Work to do ->
**1)** Starting at the beginning of the listing and ending at the line containing "point(41, 11)", switch "front bumper" to "rear bumper" wherever it appears and keep everything else unchanged. Leave the pictures out of your answer.
**2)** Pick up the passage on the copyright and 3D printing whitepaper at its final sentence and carry it forward.

Jan.30, 2013
Public Knowledge announces today a new whitepaper: What's the Deal with Copyright and 3D Printing? This paper is a follow up to their previous 3D printing whitepaper: It Will Be Awesome if They Don't Screw It Up: 3D Printing, Intellectual Property, and the Fight Over the Next Great Disruptive Technology.
The previous "It Will Be Awesome" focused on the broad connection between intellectual property law and 3D printing. And this one whitepaper, "What's the Deal?" focuses more on the relationship between copyright and 3D printing.
The paper begins with what is protected by copyright. It provides a quick review of types of intellectual property and how law works. Then it focuses on questions on copyrightability and 3D printing, copyright on a file and an object.
One way to avoid some copyright questions is by distributing objects and designs with permissive licenses such as a Creative Commons license. But this license doesn't grant you legally binding control over anyone who uses your design, if the design is a useful object. "If someone copies the hinge (your design) without complying with the license, there is nothing you can do because the copies do not infringe on any rights." However the paper also says "attaching a Creative Commons license is a signal that the creator wants to include her work in an ever-expanding and evolving network of creativity. It gives the rest of the community confidence that they can build on the object."

Dataset extract ->
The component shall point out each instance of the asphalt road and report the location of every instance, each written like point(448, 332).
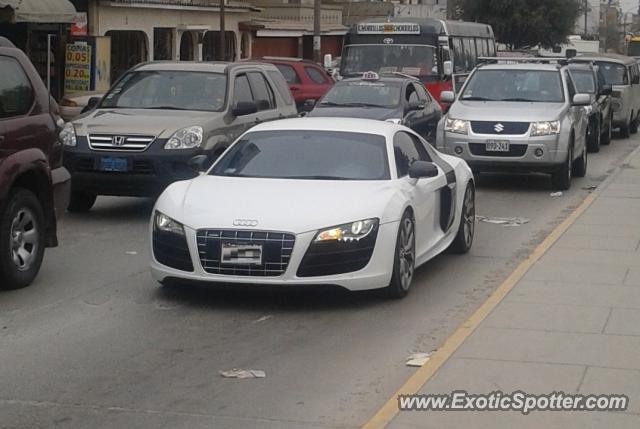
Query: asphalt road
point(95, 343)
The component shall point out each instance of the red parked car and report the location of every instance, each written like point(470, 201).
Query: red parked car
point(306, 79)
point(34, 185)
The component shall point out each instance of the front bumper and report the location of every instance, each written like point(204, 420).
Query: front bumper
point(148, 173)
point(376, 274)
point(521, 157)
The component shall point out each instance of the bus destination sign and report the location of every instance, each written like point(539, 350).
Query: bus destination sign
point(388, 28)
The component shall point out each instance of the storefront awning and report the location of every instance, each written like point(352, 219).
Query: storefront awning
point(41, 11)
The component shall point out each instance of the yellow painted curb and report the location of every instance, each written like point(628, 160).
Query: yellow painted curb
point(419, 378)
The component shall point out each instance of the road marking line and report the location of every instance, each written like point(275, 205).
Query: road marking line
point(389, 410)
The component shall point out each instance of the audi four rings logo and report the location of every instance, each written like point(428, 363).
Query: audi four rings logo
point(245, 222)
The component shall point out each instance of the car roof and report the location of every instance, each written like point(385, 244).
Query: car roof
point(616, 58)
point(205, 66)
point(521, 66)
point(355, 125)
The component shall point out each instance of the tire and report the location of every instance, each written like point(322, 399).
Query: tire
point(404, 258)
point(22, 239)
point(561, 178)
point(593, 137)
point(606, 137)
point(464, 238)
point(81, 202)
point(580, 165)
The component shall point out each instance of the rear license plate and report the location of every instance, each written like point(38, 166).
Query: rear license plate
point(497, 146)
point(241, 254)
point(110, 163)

Responses ->
**1)**
The component shall point out each instance of the asphalt road and report the location of every instance, each written like point(448, 332).
Query: asphalt road
point(95, 343)
The component shall point out each instance of the red parked car and report the location of every instance, each written like point(470, 201).
Query: red parked car
point(306, 79)
point(34, 185)
The component shall point out each instance of the rear bumper and report the location of every instance, each written like point(204, 420).
Query: rear bumper
point(148, 173)
point(376, 274)
point(521, 157)
The component shall point out each instance of the bus destination sign and report the location of every instance, each written like point(539, 350).
Query: bus destination sign
point(388, 28)
The component shall point out each instance of the storefront awning and report the location of every instance, each written like point(352, 219).
Query: storefront awning
point(41, 11)

**2)**
What's the Deal? is designed to help mark those boundaries and draw focus to the hard – and easy – questions that the boundaries raise. Like It Will Be Awesome, What's the Deal? is intended more as a conversation starter than a final word. Hopefully it will be a useful resource to the rapidly growing 3D printing community.
Public Knowledge is releasing What's the Deal? as a free PDF download and make it available in html.
Thanks Michael Weinberg and Public Knowledge for the great work.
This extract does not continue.